• _WHAT YOU ARE ASKED TO DO_:
What follows is a set of records, each of which is to be written out exactly.

(Entries from a dataset)
+ + + +
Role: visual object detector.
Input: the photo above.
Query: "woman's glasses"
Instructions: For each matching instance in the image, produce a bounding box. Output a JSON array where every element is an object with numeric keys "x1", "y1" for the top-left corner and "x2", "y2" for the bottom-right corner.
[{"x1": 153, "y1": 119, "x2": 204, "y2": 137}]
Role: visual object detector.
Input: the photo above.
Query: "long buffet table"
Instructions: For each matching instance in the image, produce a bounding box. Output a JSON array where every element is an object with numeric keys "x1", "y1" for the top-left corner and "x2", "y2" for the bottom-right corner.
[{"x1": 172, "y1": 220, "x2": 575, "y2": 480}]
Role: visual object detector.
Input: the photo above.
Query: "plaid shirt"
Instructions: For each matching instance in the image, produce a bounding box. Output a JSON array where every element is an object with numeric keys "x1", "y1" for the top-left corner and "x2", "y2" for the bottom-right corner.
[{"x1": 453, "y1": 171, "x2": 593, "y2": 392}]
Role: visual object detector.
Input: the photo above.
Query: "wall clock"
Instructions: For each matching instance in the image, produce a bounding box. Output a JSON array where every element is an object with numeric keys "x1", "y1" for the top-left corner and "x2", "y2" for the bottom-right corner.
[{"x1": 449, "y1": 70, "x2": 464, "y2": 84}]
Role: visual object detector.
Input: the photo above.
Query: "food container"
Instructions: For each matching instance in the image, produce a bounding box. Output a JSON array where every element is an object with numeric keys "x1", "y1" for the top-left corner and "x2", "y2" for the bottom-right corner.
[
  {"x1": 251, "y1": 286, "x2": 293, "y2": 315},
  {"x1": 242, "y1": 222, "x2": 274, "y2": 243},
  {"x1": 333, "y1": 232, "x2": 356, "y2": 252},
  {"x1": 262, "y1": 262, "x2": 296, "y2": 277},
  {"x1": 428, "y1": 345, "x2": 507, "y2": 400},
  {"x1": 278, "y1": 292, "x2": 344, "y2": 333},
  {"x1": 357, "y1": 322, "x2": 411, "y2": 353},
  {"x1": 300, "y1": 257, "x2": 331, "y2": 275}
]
+ + + +
• _THE SOLUTION_:
Role: visual object detector.
Input: the photo above.
Query: "woman's glasses"
Instructions: For each matching instance in the image, produce a bounding box. Output a JSON array where every element is an object with numeric keys "x1", "y1" for the top-left corner and "x2", "y2" for the bottom-right corner.
[{"x1": 153, "y1": 119, "x2": 204, "y2": 137}]
Role: visual object detector.
Input: the photo above.
Query: "long buffet table"
Instructions: For each matching instance in the image, produce a bounding box. Output a JSON array where every element is an object with numeric keys "x1", "y1" for the top-left corner and "x2", "y2" for the bottom-right corner.
[{"x1": 172, "y1": 220, "x2": 575, "y2": 480}]
Role: visual object detector.
Input: the photo above.
Query: "plaid shirt"
Instructions: For each matching instance in the image, produce a bounding box. Output a JSON array where every element is an object with numeric keys "x1", "y1" for the top-left corner and "x2", "y2" for the bottom-right corner.
[{"x1": 453, "y1": 171, "x2": 593, "y2": 392}]
Role: visual object detector.
Input: the photo above.
Query: "wall clock"
Instructions: For each matching instance in the image, produce a bounding box. Output a JSON array where every element is an object with numeric keys "x1", "y1" for the top-left corner and "x2", "y2" for the bottom-right corner.
[{"x1": 449, "y1": 70, "x2": 464, "y2": 84}]
Role: visual object detector.
Input: the photo above.
Query: "food container"
Instructions: For each matching instance in the image, produce a bounding box. Output a JSON array where every element is an object with numeric keys "x1", "y1" for the top-left corner and "x2", "y2" for the bottom-right corner.
[
  {"x1": 251, "y1": 286, "x2": 293, "y2": 315},
  {"x1": 242, "y1": 222, "x2": 274, "y2": 243},
  {"x1": 333, "y1": 232, "x2": 356, "y2": 252},
  {"x1": 262, "y1": 262, "x2": 296, "y2": 277},
  {"x1": 428, "y1": 345, "x2": 507, "y2": 400},
  {"x1": 278, "y1": 292, "x2": 344, "y2": 333},
  {"x1": 357, "y1": 322, "x2": 411, "y2": 353},
  {"x1": 300, "y1": 257, "x2": 331, "y2": 275}
]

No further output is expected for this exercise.